Neural networks are a natural choice as the control paradigm for embodied
agents. An agent is trained with a set of training data representing sensory
inputs and desired actions as outputs, and a learning algorithm such as
back-propagation is used to teach the agent the optimal
behavior. Other models, such as PolyWorld used
very general neural network structures and Hebbian learning.
The defining difficulty in our implementation was the acquisition of training
data, a problem noticed by other artificial life reseachers as well.
The problem is that there is no input-output mapping
inherent to artificial life simulations. One must find a mapping that the
neural network should estimate, and then acquire data based on that mapping.
This requires the pre-existence of other agents, and the performance of the
NeuralLearner will be determined by the performance of the model agent.
Based on this balance, this project has two parts: search the entire
input-output mapping space for a possible solution, then teach that solution to
a neural network agent.
NeuralLearner implements a multilayer perceptron, that was used to make
all the decisions. The inputs to this network consisted of: the agent’s current
energy level, the presence and direction of another agents, food and obstacles.
.....
WHAT THE TASK ASKS:
Write the next few sentences of the passage above on neural-network control for artificial life agents, starting right after its final sentence.
.....
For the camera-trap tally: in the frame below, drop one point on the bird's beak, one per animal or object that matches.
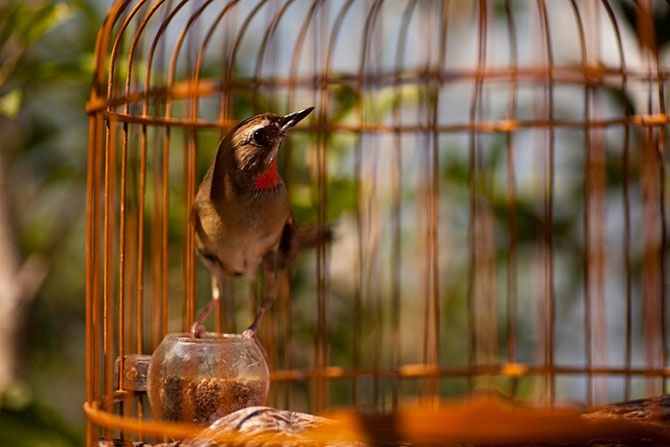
(292, 119)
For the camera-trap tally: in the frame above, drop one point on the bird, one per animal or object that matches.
(242, 215)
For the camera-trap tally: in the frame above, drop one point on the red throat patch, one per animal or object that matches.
(270, 179)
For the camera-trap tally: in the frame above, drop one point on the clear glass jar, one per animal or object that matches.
(202, 379)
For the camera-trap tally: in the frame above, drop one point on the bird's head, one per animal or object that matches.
(252, 148)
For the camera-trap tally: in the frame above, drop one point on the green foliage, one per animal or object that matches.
(45, 76)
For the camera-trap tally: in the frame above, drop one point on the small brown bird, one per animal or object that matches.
(241, 213)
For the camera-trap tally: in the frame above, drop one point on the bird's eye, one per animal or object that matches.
(259, 136)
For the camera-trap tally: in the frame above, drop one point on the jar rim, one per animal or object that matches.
(206, 337)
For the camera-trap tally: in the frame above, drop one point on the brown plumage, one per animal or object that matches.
(242, 214)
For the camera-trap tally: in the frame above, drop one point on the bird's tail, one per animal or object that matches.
(298, 238)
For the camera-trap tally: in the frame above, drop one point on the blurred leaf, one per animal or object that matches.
(32, 424)
(10, 103)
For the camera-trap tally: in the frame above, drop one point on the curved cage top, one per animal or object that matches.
(496, 172)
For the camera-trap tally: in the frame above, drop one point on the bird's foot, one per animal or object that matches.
(197, 330)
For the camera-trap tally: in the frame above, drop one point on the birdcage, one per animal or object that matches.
(494, 172)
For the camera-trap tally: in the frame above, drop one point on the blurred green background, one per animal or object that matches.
(46, 53)
(46, 50)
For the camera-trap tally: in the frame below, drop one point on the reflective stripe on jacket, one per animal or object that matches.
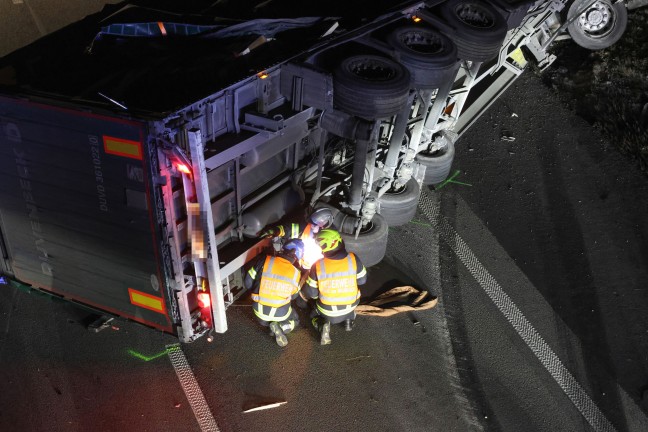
(279, 282)
(337, 281)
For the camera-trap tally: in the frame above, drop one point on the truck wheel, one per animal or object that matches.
(430, 56)
(371, 244)
(399, 208)
(601, 25)
(370, 86)
(480, 29)
(437, 164)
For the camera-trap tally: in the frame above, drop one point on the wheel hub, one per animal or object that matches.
(596, 18)
(474, 15)
(372, 70)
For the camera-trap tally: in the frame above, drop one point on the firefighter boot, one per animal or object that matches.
(325, 331)
(279, 335)
(348, 324)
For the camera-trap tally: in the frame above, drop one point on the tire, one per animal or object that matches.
(600, 26)
(370, 86)
(480, 29)
(437, 164)
(399, 208)
(430, 56)
(371, 244)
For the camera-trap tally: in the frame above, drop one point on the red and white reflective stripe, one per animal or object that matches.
(162, 29)
(192, 389)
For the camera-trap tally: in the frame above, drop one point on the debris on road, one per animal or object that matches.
(264, 407)
(357, 358)
(396, 300)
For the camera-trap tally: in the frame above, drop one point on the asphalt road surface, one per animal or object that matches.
(537, 253)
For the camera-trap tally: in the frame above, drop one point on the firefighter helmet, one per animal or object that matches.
(295, 246)
(322, 217)
(329, 240)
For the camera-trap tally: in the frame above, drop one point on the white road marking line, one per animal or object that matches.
(512, 313)
(37, 21)
(192, 389)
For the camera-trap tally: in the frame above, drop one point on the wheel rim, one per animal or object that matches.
(371, 70)
(474, 15)
(421, 42)
(597, 20)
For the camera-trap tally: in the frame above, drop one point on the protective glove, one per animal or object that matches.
(268, 232)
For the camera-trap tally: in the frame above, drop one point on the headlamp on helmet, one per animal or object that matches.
(329, 240)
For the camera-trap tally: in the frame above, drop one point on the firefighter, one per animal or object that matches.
(274, 281)
(319, 219)
(333, 282)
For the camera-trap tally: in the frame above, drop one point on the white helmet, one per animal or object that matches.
(322, 217)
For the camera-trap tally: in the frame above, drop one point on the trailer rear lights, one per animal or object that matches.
(183, 168)
(204, 301)
(312, 253)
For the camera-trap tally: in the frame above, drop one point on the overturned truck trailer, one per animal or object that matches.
(142, 149)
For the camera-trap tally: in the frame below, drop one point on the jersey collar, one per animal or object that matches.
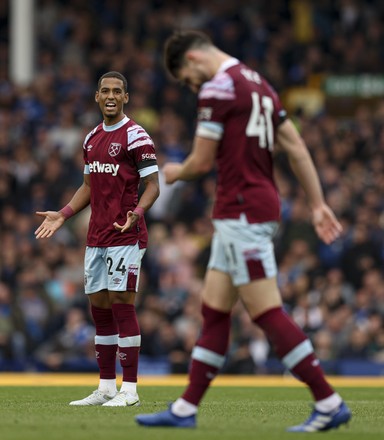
(228, 63)
(115, 126)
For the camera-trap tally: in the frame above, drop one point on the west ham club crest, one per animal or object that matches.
(114, 149)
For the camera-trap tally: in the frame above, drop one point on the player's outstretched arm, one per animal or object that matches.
(53, 220)
(324, 221)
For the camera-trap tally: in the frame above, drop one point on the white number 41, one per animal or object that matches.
(260, 124)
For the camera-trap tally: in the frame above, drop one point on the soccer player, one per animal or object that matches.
(240, 119)
(118, 154)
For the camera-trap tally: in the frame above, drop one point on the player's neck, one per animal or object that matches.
(113, 121)
(217, 60)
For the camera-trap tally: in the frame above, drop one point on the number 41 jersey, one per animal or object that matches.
(238, 108)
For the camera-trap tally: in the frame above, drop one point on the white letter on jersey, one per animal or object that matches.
(260, 125)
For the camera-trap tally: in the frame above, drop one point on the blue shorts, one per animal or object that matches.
(115, 268)
(243, 250)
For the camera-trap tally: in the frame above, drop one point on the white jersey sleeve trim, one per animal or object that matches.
(210, 130)
(148, 170)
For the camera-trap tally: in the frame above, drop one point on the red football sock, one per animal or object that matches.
(129, 340)
(295, 350)
(208, 354)
(105, 341)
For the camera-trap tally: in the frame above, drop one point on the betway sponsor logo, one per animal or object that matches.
(109, 168)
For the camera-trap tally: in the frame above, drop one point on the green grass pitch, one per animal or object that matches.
(233, 413)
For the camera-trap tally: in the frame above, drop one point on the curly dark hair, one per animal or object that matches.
(178, 44)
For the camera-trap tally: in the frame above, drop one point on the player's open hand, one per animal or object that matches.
(326, 224)
(132, 219)
(52, 222)
(171, 172)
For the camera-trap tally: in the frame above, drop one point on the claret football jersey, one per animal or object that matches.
(238, 108)
(116, 157)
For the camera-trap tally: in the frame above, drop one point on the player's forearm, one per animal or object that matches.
(150, 193)
(79, 201)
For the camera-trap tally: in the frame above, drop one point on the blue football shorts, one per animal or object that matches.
(243, 250)
(115, 268)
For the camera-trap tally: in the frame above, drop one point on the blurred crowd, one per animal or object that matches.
(335, 293)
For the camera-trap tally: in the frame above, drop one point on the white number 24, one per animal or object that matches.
(260, 124)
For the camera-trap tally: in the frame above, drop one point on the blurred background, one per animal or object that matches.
(326, 60)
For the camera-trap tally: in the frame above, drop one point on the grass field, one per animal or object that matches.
(227, 413)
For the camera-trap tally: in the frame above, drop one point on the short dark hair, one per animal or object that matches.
(178, 44)
(114, 74)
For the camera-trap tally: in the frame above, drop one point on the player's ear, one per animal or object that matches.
(192, 55)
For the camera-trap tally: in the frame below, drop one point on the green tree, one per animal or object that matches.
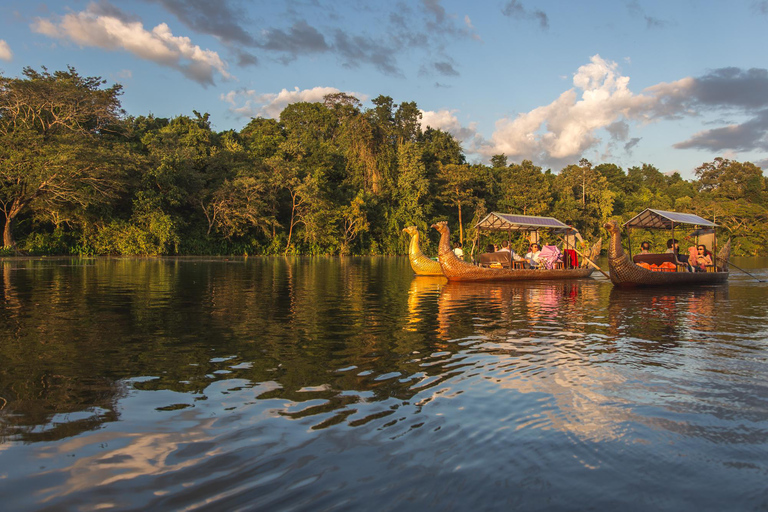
(525, 190)
(57, 144)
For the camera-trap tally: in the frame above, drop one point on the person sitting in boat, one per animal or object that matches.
(703, 259)
(534, 255)
(458, 251)
(506, 248)
(673, 246)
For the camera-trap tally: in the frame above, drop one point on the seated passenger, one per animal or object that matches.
(534, 255)
(703, 258)
(458, 251)
(673, 246)
(506, 248)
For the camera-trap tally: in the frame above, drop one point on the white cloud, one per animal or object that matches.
(447, 121)
(568, 126)
(89, 28)
(5, 51)
(249, 103)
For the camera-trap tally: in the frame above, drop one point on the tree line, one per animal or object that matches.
(78, 175)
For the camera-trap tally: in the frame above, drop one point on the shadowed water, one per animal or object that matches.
(350, 384)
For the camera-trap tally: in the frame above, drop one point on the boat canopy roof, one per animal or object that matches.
(496, 221)
(659, 219)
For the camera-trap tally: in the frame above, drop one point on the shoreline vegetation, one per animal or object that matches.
(80, 176)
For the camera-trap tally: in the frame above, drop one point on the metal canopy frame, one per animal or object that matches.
(660, 219)
(496, 221)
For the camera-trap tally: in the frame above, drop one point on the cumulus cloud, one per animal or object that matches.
(5, 51)
(568, 126)
(111, 30)
(602, 103)
(249, 103)
(447, 121)
(515, 9)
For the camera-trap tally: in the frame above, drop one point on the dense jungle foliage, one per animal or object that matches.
(79, 176)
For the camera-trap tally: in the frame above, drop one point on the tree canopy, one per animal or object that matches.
(79, 176)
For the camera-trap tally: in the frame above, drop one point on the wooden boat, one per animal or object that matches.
(420, 264)
(625, 273)
(455, 269)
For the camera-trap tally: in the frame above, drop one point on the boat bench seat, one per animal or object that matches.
(504, 258)
(655, 259)
(658, 259)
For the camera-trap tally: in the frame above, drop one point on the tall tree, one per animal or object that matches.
(55, 142)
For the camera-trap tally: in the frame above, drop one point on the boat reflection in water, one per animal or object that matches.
(420, 294)
(673, 316)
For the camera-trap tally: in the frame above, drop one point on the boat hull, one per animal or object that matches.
(626, 274)
(425, 267)
(460, 271)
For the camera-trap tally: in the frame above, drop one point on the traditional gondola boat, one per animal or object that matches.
(421, 265)
(625, 273)
(455, 269)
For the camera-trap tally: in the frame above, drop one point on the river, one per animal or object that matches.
(349, 384)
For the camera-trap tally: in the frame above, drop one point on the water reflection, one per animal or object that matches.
(315, 383)
(666, 316)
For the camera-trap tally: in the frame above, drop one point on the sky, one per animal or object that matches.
(672, 83)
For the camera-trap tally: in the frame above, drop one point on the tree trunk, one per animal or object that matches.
(461, 227)
(8, 242)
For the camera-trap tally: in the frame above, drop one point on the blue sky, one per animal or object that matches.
(672, 83)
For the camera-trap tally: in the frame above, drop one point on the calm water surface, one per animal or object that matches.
.....
OUTPUT:
Also included in the input was whether or not the agent could currently eat,
mate, attack, or flee. The output of this network was an action selection
(move, eat, attack, flee, mate), a direction (north, south, east, or west), and
speed value.
|
|
To acquire data for the training of the NeuralLearner a
random agent was first created. The intention was for this agent to randomly
explore the artificial life world and record data to be used to train the
network. The goal of a normal artificial life agent is to stay alive. The
actions of the random agent where filtered, and the training set contained only
the input-output pairs that either led to a direct increase in energy, or kept
the agent alive over a long period of time. Unfortunately, the random agent
usually (about 80% of the time) made a decision that did not lead to
useful data. Hence, the random agent approach was a very inefficient method of
acquiring data. To improve data acquisition, the random agent was pushed
towards situations where it would have experiences, both good and bad.
The resulting data sets were used to perform offline training on the neural
network of the agent. The network was then used statically with the agent, that
is, no more learning took place. As described above, the network used to learn
this data had 7 input and 13 outputs. All data was normalized to the range
[-0.5, 0.5]. This is a classification problem, so the output was coded as
either 0’s or 1’s indicating the choice of action, direction, and speed.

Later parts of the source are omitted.